YOUR OBJECTIVE:
Show each line below that contains the word "player".

RECORD SET:

________________________________________

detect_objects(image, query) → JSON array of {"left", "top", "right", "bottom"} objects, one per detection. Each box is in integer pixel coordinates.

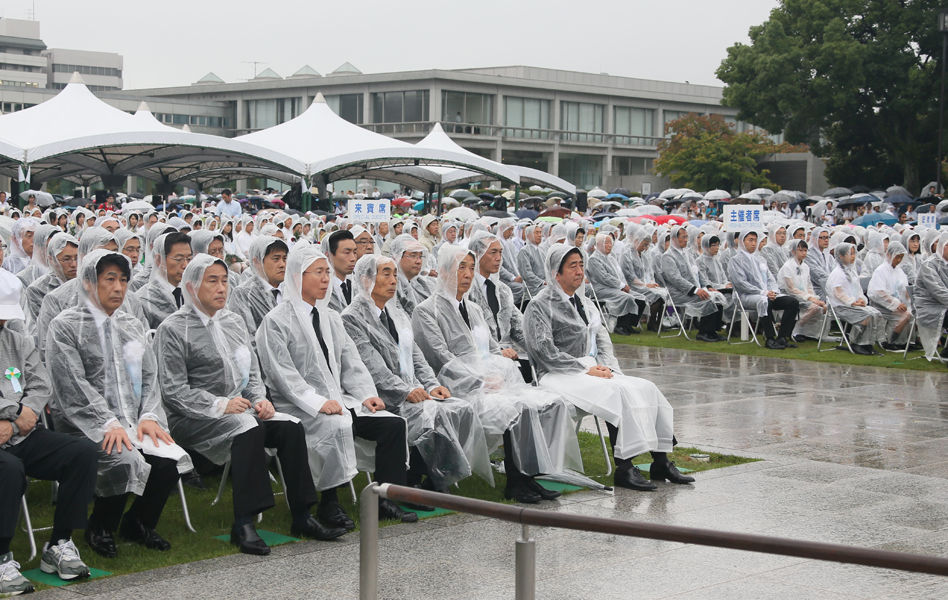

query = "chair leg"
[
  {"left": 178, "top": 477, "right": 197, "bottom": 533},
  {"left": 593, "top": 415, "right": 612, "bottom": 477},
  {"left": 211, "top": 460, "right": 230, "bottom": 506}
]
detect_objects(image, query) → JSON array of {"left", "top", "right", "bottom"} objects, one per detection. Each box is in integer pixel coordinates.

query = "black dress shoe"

________________________________________

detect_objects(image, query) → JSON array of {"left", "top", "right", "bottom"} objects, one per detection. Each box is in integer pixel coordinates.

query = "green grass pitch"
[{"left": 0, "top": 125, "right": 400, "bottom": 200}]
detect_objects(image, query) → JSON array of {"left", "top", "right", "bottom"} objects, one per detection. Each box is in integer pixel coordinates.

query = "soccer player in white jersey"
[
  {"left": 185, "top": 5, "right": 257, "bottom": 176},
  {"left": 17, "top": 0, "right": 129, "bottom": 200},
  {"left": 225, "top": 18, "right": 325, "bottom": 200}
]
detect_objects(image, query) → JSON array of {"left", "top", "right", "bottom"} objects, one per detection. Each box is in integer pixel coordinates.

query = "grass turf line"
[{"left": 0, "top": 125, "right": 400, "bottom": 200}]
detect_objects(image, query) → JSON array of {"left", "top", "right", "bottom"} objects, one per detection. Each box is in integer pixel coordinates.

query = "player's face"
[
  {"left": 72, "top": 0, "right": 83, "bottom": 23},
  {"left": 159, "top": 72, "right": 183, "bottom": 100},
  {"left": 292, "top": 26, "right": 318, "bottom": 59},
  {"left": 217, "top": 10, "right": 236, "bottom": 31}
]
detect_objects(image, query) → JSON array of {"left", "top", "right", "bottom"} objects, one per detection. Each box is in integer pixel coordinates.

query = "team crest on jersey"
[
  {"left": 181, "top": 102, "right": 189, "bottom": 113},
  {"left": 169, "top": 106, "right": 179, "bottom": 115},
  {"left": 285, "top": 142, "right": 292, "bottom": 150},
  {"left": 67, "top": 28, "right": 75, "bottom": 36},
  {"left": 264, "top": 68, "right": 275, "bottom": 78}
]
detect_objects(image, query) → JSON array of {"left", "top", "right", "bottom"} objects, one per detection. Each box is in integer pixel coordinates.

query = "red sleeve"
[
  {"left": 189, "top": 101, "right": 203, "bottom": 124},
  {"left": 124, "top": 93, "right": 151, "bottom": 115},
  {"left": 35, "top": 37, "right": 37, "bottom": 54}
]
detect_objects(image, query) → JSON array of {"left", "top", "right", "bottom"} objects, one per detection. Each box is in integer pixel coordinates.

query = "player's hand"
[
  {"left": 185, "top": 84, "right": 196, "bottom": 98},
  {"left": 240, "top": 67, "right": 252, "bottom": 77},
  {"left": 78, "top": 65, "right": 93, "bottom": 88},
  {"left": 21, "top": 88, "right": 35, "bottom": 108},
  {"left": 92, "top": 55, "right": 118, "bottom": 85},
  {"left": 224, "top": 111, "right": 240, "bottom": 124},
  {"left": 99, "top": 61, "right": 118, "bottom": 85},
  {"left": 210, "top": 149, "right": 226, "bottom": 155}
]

________________________________________

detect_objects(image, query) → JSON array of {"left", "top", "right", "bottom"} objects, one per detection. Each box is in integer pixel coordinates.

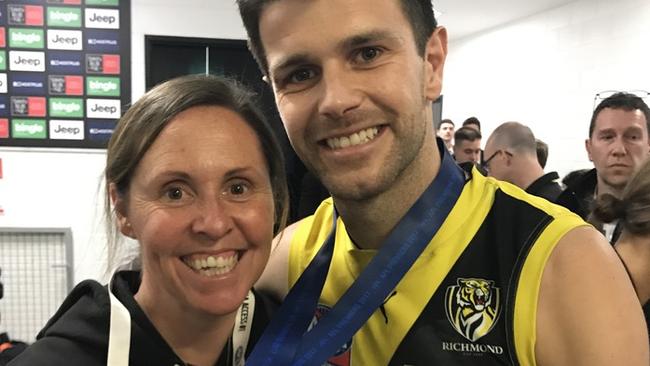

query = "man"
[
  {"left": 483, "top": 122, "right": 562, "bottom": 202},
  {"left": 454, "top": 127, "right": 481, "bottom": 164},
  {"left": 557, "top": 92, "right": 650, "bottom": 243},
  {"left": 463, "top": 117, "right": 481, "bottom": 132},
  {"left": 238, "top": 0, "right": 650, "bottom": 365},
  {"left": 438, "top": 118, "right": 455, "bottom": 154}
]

________________________________________

RESPONSE TO THE EXERCISE:
query = "soccer player in white jersey"
query = "player's face"
query = "player's hand"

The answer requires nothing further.